> What to produce
Reproduce the stretch of rows from the line containing "of the blue" through the line containing "[[356, 48]]", keeping every character unchanged.

> Record list
————

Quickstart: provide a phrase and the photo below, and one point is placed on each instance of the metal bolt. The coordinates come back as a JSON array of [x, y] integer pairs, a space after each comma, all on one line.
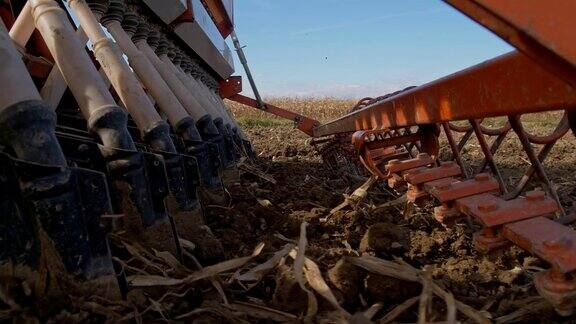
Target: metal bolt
[[487, 206], [488, 232], [558, 244], [535, 195], [444, 186], [482, 177], [447, 164], [83, 148], [58, 207]]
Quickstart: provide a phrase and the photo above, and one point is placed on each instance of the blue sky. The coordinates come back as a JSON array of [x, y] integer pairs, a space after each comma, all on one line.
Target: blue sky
[[356, 48]]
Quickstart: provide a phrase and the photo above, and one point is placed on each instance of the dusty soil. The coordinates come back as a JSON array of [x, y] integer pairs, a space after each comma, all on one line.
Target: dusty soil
[[307, 190]]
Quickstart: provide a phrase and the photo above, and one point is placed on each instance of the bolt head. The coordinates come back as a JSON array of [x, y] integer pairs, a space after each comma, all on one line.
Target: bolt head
[[558, 244], [487, 206], [482, 177], [447, 164], [535, 195]]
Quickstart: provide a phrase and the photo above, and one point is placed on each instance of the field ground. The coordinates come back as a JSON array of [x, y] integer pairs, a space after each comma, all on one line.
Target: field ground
[[290, 256], [500, 286]]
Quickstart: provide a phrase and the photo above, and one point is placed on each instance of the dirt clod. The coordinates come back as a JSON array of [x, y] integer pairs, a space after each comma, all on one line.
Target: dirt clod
[[348, 279], [385, 238]]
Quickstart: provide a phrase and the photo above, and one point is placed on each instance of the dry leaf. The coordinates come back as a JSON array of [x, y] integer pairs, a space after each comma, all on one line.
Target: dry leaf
[[149, 281], [256, 273]]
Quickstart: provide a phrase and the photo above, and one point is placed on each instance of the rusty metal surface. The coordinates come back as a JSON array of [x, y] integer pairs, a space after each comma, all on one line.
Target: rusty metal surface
[[421, 175], [507, 85], [542, 30], [303, 123], [230, 87], [397, 166], [491, 210], [547, 239], [481, 183]]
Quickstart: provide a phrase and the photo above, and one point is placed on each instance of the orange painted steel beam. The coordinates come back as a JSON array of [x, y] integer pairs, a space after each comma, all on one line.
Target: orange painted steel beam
[[543, 30], [303, 123], [510, 84]]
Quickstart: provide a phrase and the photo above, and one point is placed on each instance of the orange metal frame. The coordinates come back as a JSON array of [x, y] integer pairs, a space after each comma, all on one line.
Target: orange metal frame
[[303, 123], [510, 84]]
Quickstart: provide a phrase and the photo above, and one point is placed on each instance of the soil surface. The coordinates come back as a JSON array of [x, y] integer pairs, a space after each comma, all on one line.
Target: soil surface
[[270, 201]]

————

> The reply
Quickstart: provide a phrase and the photo above, and one point is placed on each instance of the blue sky. The coordinates come back as a JSON array of [x, y] integer pairs, a space after each comma, all on one line.
Target: blue sky
[[356, 48]]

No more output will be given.